Instructions to follow:
Your task is to filter the data below down to the lines holding "arch".

[Stored items]
Start of Block

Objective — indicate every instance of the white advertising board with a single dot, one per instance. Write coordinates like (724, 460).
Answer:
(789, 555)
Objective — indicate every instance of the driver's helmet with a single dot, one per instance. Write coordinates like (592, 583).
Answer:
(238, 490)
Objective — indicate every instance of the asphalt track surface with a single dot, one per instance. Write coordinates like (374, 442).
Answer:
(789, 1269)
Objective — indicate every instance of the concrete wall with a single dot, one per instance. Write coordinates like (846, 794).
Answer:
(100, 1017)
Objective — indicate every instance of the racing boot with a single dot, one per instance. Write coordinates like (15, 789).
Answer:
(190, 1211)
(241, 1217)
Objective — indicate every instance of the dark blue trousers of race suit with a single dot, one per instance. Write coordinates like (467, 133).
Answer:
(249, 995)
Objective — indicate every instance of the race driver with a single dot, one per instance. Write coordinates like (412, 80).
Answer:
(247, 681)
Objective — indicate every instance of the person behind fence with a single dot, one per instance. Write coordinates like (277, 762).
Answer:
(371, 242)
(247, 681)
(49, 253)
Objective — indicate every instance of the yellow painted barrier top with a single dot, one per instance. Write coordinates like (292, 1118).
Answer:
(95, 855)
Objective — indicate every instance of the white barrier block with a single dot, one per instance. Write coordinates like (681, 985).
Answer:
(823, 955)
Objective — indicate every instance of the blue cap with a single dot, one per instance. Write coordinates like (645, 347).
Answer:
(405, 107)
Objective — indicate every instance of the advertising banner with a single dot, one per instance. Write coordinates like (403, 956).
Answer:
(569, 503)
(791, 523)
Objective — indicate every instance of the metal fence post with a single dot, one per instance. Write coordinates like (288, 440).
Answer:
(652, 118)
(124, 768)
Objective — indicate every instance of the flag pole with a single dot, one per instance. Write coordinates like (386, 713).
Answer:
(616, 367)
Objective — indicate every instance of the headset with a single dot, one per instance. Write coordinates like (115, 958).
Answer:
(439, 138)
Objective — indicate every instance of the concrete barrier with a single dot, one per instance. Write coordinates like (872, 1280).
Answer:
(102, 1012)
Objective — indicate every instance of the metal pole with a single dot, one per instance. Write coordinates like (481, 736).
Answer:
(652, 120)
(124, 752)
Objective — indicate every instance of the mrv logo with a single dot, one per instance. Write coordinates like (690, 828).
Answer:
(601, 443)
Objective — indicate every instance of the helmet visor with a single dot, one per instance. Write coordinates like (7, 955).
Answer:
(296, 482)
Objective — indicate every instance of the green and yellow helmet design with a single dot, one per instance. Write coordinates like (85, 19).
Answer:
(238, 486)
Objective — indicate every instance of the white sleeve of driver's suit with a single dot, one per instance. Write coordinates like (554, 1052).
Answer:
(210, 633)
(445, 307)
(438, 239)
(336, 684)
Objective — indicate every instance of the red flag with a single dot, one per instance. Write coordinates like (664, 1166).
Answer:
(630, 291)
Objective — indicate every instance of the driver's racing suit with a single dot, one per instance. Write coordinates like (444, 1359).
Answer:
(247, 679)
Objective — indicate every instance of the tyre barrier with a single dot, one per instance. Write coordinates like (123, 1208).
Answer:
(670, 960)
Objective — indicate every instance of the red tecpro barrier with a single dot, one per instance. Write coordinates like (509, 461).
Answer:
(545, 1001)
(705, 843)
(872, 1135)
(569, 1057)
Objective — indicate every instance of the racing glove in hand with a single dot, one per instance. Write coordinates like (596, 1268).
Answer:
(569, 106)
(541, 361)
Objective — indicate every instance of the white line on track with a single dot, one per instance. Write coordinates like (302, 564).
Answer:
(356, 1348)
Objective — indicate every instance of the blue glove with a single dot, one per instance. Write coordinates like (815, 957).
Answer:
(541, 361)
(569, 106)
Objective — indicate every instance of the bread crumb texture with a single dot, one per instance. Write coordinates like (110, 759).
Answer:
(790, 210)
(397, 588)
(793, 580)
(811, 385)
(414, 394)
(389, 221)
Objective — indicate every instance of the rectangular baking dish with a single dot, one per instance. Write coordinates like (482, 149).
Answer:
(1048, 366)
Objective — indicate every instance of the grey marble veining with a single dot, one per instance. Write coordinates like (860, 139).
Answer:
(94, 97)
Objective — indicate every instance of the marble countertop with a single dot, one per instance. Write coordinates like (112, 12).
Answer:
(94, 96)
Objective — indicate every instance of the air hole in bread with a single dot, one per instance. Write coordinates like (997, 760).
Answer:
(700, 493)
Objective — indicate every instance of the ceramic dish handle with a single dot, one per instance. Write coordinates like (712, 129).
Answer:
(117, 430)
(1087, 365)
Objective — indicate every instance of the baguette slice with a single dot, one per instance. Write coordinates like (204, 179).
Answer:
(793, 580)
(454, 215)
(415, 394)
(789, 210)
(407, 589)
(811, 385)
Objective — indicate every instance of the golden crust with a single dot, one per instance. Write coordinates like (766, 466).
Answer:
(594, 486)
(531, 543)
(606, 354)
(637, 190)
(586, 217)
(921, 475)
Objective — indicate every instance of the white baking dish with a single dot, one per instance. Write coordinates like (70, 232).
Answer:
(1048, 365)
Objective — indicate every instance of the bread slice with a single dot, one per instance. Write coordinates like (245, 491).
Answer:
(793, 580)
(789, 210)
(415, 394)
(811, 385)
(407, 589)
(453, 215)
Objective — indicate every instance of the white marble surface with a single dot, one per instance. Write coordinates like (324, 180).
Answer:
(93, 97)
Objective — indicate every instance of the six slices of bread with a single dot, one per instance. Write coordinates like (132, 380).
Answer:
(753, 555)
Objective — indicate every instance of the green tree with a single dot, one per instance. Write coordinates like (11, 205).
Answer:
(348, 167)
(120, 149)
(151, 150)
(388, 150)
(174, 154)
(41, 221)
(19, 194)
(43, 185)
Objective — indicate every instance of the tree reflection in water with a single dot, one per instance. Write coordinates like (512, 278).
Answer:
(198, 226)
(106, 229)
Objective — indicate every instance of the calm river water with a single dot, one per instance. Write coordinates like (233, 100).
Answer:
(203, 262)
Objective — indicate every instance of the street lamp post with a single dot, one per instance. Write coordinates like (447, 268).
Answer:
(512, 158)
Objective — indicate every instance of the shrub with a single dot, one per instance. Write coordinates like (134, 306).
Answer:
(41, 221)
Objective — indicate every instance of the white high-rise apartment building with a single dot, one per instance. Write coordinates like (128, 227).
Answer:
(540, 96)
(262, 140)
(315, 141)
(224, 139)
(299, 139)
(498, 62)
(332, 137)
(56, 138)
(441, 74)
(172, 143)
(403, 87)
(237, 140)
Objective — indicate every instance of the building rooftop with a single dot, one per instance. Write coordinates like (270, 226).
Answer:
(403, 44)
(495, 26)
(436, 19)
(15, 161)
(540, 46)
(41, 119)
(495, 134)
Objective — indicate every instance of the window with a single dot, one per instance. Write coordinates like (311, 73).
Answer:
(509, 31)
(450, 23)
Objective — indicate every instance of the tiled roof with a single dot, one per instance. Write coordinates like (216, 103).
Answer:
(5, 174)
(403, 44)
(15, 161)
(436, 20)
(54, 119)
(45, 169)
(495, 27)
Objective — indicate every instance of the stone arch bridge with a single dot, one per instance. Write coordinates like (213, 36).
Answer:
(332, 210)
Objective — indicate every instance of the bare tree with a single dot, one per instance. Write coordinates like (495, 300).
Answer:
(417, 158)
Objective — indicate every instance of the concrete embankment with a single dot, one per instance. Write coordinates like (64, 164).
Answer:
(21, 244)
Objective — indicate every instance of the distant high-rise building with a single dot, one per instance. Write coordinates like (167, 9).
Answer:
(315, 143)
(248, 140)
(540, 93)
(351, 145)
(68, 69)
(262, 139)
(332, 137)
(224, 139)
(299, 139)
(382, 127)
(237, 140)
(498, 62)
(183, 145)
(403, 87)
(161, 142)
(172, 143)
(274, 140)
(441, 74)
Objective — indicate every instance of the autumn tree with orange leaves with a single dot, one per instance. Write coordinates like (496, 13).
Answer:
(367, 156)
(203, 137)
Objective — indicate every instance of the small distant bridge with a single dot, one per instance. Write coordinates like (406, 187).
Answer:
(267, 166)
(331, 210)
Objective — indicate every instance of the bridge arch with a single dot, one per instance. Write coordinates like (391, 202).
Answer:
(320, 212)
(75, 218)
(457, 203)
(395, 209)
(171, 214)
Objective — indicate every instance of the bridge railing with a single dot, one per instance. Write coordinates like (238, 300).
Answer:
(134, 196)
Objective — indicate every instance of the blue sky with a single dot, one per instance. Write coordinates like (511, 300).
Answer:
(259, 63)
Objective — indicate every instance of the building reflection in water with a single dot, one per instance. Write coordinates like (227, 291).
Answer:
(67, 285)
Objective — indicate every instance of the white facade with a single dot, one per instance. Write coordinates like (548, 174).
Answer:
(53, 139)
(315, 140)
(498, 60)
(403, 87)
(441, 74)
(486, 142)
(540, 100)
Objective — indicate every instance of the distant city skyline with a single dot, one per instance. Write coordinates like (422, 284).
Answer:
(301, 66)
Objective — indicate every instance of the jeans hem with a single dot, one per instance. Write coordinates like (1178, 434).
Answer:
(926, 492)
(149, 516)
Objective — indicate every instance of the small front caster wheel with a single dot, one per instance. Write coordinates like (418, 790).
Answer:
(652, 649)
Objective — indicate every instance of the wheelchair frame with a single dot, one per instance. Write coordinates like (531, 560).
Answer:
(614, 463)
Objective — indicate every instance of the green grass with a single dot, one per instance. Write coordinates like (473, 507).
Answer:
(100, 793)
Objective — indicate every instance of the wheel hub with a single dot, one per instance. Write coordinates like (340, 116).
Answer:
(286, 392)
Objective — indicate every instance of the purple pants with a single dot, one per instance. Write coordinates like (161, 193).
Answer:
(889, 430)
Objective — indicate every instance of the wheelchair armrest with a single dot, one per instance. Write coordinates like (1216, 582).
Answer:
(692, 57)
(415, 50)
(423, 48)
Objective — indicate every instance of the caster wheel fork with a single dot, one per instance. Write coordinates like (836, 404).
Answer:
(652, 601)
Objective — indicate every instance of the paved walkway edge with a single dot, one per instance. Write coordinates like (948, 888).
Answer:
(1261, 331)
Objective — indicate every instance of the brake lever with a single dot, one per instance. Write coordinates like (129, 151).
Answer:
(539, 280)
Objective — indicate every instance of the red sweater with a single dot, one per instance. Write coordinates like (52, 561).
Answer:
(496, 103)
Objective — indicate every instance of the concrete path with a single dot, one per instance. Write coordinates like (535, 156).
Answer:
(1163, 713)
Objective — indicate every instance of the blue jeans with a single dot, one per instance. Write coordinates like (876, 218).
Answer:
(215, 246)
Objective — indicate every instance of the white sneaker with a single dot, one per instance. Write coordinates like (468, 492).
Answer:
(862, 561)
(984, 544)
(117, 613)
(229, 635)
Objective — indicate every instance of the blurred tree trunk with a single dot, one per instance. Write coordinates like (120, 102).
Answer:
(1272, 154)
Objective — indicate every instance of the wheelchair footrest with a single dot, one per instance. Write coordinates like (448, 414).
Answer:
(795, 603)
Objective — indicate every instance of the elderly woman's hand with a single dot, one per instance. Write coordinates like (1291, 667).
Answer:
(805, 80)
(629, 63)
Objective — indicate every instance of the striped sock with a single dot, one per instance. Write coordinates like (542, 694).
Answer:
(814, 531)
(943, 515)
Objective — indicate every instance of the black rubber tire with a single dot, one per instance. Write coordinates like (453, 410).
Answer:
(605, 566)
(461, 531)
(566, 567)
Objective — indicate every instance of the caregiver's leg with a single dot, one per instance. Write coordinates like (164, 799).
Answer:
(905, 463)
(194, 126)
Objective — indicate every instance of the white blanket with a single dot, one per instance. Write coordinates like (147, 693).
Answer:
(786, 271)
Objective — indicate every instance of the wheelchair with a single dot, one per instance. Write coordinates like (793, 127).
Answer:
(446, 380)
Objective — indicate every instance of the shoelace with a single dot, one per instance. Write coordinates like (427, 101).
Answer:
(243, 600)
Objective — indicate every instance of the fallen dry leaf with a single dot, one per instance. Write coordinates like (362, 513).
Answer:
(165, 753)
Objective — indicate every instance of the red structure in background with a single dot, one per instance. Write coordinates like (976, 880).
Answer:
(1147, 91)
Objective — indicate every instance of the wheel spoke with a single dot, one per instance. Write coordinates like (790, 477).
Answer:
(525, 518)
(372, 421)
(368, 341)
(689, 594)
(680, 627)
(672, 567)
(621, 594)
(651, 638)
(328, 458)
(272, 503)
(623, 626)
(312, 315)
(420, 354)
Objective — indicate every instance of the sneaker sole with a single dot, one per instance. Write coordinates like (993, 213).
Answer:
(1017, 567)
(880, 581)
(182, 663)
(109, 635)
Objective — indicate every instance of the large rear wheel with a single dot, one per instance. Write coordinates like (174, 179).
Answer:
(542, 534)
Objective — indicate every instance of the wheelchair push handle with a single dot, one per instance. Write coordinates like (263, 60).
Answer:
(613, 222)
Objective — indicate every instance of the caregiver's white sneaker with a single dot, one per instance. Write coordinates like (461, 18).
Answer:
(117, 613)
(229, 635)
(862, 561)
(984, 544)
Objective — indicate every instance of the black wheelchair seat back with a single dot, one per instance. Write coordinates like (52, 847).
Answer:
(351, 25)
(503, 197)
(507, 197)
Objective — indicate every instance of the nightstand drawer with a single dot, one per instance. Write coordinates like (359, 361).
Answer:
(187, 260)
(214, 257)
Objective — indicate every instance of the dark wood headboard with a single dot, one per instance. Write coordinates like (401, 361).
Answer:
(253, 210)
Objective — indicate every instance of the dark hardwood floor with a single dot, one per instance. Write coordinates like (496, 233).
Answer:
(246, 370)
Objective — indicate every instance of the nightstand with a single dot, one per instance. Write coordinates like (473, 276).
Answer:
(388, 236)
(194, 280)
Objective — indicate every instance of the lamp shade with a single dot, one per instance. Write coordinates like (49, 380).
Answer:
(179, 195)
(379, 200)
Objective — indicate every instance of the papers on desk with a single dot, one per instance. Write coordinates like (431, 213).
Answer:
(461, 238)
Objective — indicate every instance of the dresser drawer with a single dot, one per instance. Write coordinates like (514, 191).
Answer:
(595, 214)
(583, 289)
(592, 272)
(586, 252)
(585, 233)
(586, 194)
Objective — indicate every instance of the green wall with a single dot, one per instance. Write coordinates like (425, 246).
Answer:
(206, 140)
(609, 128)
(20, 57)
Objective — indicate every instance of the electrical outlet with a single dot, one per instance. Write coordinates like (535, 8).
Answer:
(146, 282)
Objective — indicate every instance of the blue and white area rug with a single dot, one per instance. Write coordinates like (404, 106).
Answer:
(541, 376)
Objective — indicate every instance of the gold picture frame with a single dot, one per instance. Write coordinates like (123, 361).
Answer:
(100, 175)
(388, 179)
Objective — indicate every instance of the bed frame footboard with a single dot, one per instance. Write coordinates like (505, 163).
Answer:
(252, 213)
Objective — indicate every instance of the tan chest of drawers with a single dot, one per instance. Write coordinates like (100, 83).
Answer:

End of Block

Result for this exercise:
Objective — indicate every instance of the stone arch bridge with a single dot, one per instance. Write coordinates like (213, 36).
Objective — indicate every instance of the bridge arch with a single dot, one per instance. Write coordinates like (391, 202).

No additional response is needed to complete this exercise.